Saved entries
• • • • • • •
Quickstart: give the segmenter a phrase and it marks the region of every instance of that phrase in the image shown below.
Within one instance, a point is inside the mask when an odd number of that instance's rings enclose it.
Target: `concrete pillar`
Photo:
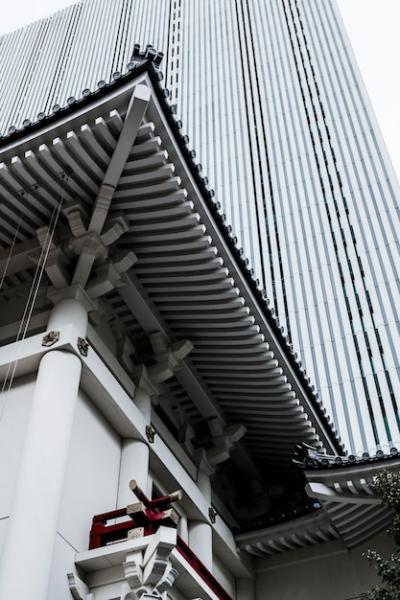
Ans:
[[[75,300],[54,308],[49,329],[87,315]],[[80,359],[52,350],[40,361],[25,446],[0,564],[0,600],[47,596],[61,494],[81,376]]]
[[[211,481],[212,469],[205,459],[205,453],[199,460],[200,466],[197,471],[197,485],[201,493],[211,505]],[[189,547],[197,558],[212,572],[212,527],[207,521],[189,521],[188,523]]]
[[[256,590],[254,579],[236,579],[236,599],[255,600]]]
[[[73,323],[77,328],[79,335],[86,337],[88,314],[85,308],[78,300],[73,298],[64,298],[57,302],[49,315],[47,330],[61,329],[65,325]]]
[[[189,547],[203,565],[212,572],[212,527],[210,523],[205,521],[189,522]]]
[[[131,479],[136,479],[144,493],[148,493],[149,454],[149,447],[145,442],[133,439],[122,440],[118,508],[136,502],[134,494],[129,489]]]
[[[144,416],[147,425],[151,422],[151,398],[149,394],[141,389],[136,388],[135,404]],[[139,487],[146,495],[149,492],[149,446],[141,441],[131,438],[122,440],[121,447],[121,467],[119,473],[118,499],[117,505],[123,508],[128,504],[135,502],[135,496],[129,489],[131,479],[136,479]]]
[[[178,533],[185,542],[185,544],[189,545],[188,520],[186,515],[181,515],[179,519]]]

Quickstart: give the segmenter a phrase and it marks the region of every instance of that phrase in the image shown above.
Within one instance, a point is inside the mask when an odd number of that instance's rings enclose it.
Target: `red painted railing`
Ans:
[[[125,541],[127,539],[128,531],[136,526],[131,518],[127,521],[121,521],[120,523],[108,524],[108,521],[119,519],[127,516],[127,509],[120,508],[119,510],[112,510],[111,512],[103,513],[93,517],[92,528],[90,530],[89,550],[95,548],[101,548],[111,542]],[[140,523],[143,526],[143,535],[151,535],[157,531],[160,522],[153,521],[147,523]],[[162,525],[167,527],[173,527],[174,524],[169,524],[168,521],[163,521]],[[189,565],[196,571],[197,575],[208,585],[208,587],[214,592],[219,600],[232,600],[227,594],[221,584],[215,579],[212,573],[207,567],[197,558],[196,554],[189,548],[189,546],[183,541],[178,535],[176,549],[179,554],[189,563]]]
[[[178,542],[176,549],[179,554],[182,554],[183,558],[189,563],[189,565],[196,571],[197,575],[208,585],[208,587],[214,592],[214,594],[220,600],[232,600],[229,594],[226,593],[224,588],[215,579],[214,575],[210,573],[205,565],[197,558],[193,550],[189,548],[183,539],[178,535]]]

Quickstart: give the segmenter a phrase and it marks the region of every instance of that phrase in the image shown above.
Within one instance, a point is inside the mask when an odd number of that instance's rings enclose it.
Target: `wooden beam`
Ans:
[[[159,331],[170,340],[171,335],[161,314],[136,275],[130,272],[122,277],[122,281],[125,285],[119,288],[118,292],[139,321],[142,329],[148,335]],[[217,417],[221,421],[225,421],[212,398],[211,391],[197,373],[190,359],[186,358],[182,362],[175,376],[205,419]]]
[[[26,240],[15,244],[10,254],[10,248],[0,250],[0,276],[6,270],[6,275],[14,275],[25,271],[34,265],[35,252],[39,253],[39,241],[35,239]]]
[[[364,496],[364,494],[353,495],[351,493],[338,493],[325,483],[311,482],[306,486],[307,494],[311,498],[318,498],[325,502],[339,502],[340,504],[382,504],[380,498]]]
[[[135,142],[140,124],[150,101],[150,88],[137,85],[129,102],[125,121],[117,145],[108,164],[103,183],[97,195],[89,230],[100,234],[107,219],[112,197]]]

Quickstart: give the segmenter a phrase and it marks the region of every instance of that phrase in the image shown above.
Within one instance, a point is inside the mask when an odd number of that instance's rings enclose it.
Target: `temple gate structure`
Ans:
[[[346,455],[160,60],[0,140],[0,600],[356,597],[397,450]]]

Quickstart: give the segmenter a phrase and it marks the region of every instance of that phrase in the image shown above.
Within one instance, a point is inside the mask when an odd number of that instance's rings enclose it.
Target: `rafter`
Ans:
[[[40,244],[36,238],[15,244],[11,254],[10,248],[2,248],[0,250],[0,273],[7,271],[8,276],[29,269],[39,251]]]
[[[145,85],[137,85],[130,99],[117,145],[111,160],[108,163],[103,182],[100,186],[100,191],[96,198],[89,224],[90,231],[95,231],[100,234],[103,229],[116,185],[135,142],[149,101],[150,88]]]
[[[118,292],[135,318],[139,321],[142,329],[148,335],[160,332],[166,339],[170,340],[171,335],[162,316],[136,275],[131,271],[129,274],[123,276],[122,279],[125,285],[119,288]],[[189,358],[185,358],[175,375],[205,419],[216,417],[224,421],[221,412],[212,398],[211,391],[207,388],[206,383],[196,371]]]

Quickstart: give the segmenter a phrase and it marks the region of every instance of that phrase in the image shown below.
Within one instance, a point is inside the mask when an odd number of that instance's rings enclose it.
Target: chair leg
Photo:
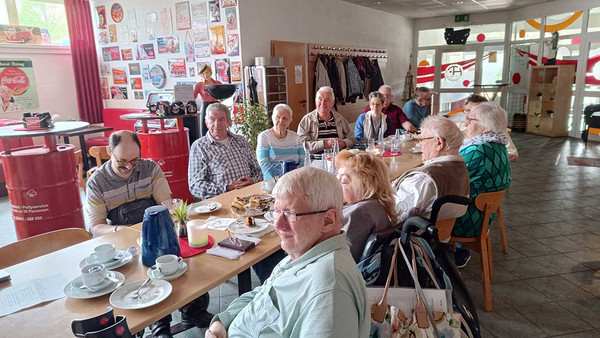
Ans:
[[[490,269],[490,281],[494,278],[494,264],[492,263],[492,238],[488,235],[487,237],[487,260]]]
[[[504,216],[502,215],[502,207],[498,208],[496,213],[498,216],[498,227],[500,228],[500,241],[502,242],[502,252],[508,254],[508,241],[506,240],[506,228],[504,227]]]
[[[484,241],[488,241],[485,240]],[[481,245],[481,285],[483,286],[483,306],[485,311],[492,311],[492,282],[490,278],[490,260],[488,257],[488,244],[480,243]]]

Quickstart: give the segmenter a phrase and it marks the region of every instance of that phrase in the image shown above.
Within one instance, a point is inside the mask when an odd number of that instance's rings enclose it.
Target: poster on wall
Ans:
[[[215,71],[217,73],[217,81],[223,83],[231,82],[231,72],[229,69],[229,59],[216,59],[215,60]]]
[[[119,53],[119,47],[102,47],[102,59],[104,61],[121,60],[121,53]]]
[[[240,55],[240,36],[238,34],[227,35],[227,55]]]
[[[206,11],[206,1],[192,1],[190,7],[192,9],[192,25],[195,21],[206,19],[208,13]]]
[[[154,44],[143,43],[137,48],[137,60],[151,60],[154,59]]]
[[[161,29],[159,35],[173,33],[173,24],[171,23],[171,8],[163,8],[158,11],[158,23],[160,24]]]
[[[210,69],[213,69],[213,70],[215,69],[215,67],[212,66],[212,62],[210,60],[196,62],[196,69],[198,69],[198,71],[200,71],[200,69],[202,69],[202,67],[204,67],[205,65],[209,66]],[[197,75],[199,76],[200,74],[197,74]]]
[[[212,55],[225,54],[225,27],[210,28],[210,53]]]
[[[105,77],[100,78],[100,93],[104,100],[110,99],[110,91],[108,90],[108,79]]]
[[[121,49],[121,58],[123,61],[133,60],[133,51],[131,48]]]
[[[98,43],[101,45],[105,45],[108,43],[108,32],[107,31],[98,32]]]
[[[210,12],[210,22],[221,22],[221,7],[219,0],[211,0],[208,2]]]
[[[210,57],[210,45],[208,43],[197,43],[194,45],[194,50],[197,59]]]
[[[50,31],[46,28],[40,28],[40,35],[42,36],[42,45],[51,45],[52,39],[50,38]]]
[[[113,100],[127,100],[127,87],[112,86],[110,95]]]
[[[142,65],[142,82],[150,83],[150,65]]]
[[[185,59],[169,59],[169,77],[186,77]]]
[[[131,89],[142,89],[142,78],[141,77],[132,77],[129,79],[129,83],[131,84]]]
[[[150,68],[150,80],[154,87],[158,89],[164,88],[167,84],[167,73],[160,65],[154,65]]]
[[[196,77],[196,68],[194,68],[194,66],[189,66],[189,64],[188,64],[188,74],[190,74],[190,77]]]
[[[117,25],[108,25],[108,38],[111,43],[117,42]]]
[[[237,12],[235,7],[225,8],[225,20],[227,22],[227,30],[231,31],[238,29]]]
[[[175,22],[177,23],[177,30],[181,31],[192,28],[190,3],[188,1],[175,3]]]
[[[0,112],[40,107],[31,59],[0,59]]]
[[[132,29],[129,31],[131,42],[138,42],[138,31],[137,29]]]
[[[124,67],[113,67],[112,75],[114,84],[127,84],[127,71]]]
[[[223,0],[223,8],[237,6],[237,0]]]
[[[194,21],[192,36],[194,42],[208,41],[208,21],[206,19]]]
[[[231,82],[242,81],[242,62],[231,61]]]
[[[106,29],[106,8],[104,6],[96,6],[96,13],[98,13],[97,28]]]
[[[110,17],[116,23],[121,22],[123,20],[123,6],[115,2],[112,7],[110,7]]]
[[[129,75],[142,75],[142,70],[140,68],[139,63],[130,63],[129,64]]]
[[[38,27],[0,25],[0,43],[41,45],[42,42]]]
[[[179,38],[177,36],[158,38],[156,45],[158,47],[158,54],[179,53]]]
[[[143,100],[144,99],[144,92],[141,90],[136,90],[133,92],[133,98],[135,100]]]
[[[119,42],[122,45],[129,44],[129,28],[127,27],[127,25],[119,26]]]
[[[100,63],[100,76],[109,76],[109,75],[110,75],[110,64]]]
[[[184,44],[184,49],[185,49],[185,59],[187,60],[187,62],[194,62],[196,61],[196,53],[194,51],[194,43],[191,41],[187,41],[186,38],[186,42]]]
[[[127,24],[131,27],[137,27],[137,13],[135,8],[127,10]]]

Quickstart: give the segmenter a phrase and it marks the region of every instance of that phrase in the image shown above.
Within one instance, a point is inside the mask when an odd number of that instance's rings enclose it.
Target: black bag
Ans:
[[[153,205],[156,205],[153,198],[127,202],[109,211],[108,219],[114,225],[139,223],[144,219],[144,212],[146,209]]]
[[[448,45],[464,45],[467,43],[467,38],[471,34],[471,28],[465,28],[455,31],[454,28],[446,28],[444,39]]]

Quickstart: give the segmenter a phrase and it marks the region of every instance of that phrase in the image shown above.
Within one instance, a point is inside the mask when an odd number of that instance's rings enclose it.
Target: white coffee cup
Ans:
[[[102,244],[94,249],[94,253],[90,255],[90,258],[100,263],[108,263],[115,258],[117,248],[114,244]]]
[[[83,284],[89,287],[102,283],[107,275],[108,272],[106,271],[104,264],[89,264],[81,269],[81,279],[83,280]]]
[[[412,136],[410,134],[404,134],[400,136],[400,139],[404,142],[412,140]]]
[[[156,259],[156,268],[163,276],[172,275],[177,272],[179,263],[183,261],[183,258],[176,255],[163,255]]]

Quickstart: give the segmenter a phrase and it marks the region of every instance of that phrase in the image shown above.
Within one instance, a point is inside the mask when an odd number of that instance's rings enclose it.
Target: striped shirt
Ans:
[[[338,138],[337,128],[333,114],[329,121],[323,121],[319,118],[319,140],[328,138]]]
[[[170,198],[171,189],[162,170],[152,160],[140,160],[129,178],[117,175],[104,163],[87,182],[86,212],[91,224],[106,222],[108,213],[127,202],[154,198],[156,203]]]
[[[227,191],[227,185],[243,176],[262,181],[260,166],[250,143],[242,136],[227,133],[229,144],[210,136],[194,141],[190,150],[188,183],[196,197],[211,198]]]
[[[300,136],[288,130],[283,139],[267,129],[258,134],[256,158],[265,180],[279,175],[281,161],[294,160],[298,168],[304,166],[304,146]]]

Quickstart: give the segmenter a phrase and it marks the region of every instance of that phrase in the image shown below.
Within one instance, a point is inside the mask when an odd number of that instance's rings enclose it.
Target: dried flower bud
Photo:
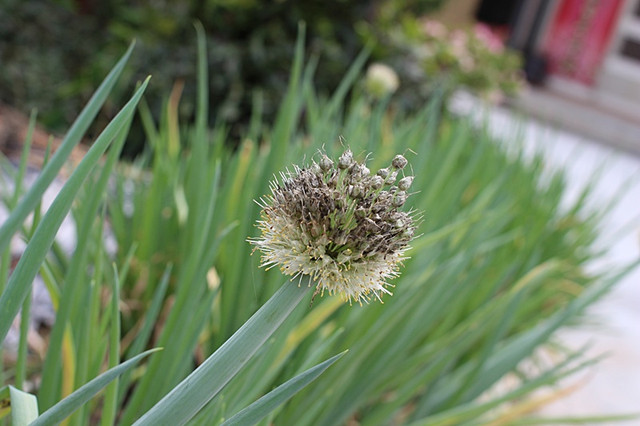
• • • • • • •
(What you have to do): Show all lines in the entries above where the word "Target" appears.

(Your response):
Target: `concrete pillar`
Target: `red painted railing`
Target: `wooden beam`
Target: `temple gate structure`
Target: `rafter`
Target: chair leg
Target: poster on wall
Target: black bag
Target: white coffee cup
Target: striped shirt
Target: dried flower bud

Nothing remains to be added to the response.